(GIVEN EXERCISE)
In the records below, take the lines starting with the line that contains "Place one keypoint per instance of the child's plaid" and going on through the line that contains "Target: child's plaid shirt", and write them out as a JSON list of strings, one string per line, with blank lines left out.

(DATA FOR THIS EXERCISE)
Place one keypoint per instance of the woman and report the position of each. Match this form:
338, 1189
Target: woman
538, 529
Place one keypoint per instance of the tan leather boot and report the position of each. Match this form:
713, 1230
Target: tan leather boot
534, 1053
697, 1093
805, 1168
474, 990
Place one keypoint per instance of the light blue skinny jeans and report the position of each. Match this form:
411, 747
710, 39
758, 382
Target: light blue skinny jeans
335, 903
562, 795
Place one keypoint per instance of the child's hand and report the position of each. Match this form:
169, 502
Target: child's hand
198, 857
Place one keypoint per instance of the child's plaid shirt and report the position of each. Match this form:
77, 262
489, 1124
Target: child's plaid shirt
--
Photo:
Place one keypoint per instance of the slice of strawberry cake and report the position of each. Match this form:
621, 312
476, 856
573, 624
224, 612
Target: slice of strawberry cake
==
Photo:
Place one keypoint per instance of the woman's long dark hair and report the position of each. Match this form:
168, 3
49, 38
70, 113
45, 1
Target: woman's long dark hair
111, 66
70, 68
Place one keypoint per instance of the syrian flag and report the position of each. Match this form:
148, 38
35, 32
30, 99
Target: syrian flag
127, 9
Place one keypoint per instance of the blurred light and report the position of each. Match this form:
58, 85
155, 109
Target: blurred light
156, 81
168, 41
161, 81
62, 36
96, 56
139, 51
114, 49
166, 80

(WORKED SOLUTION)
[
  "Place one keypoint per instance of the child's plaid shirt and report the position of each. Match this form:",
  "77, 262",
  "489, 1124",
  "Target: child's plaid shirt"
]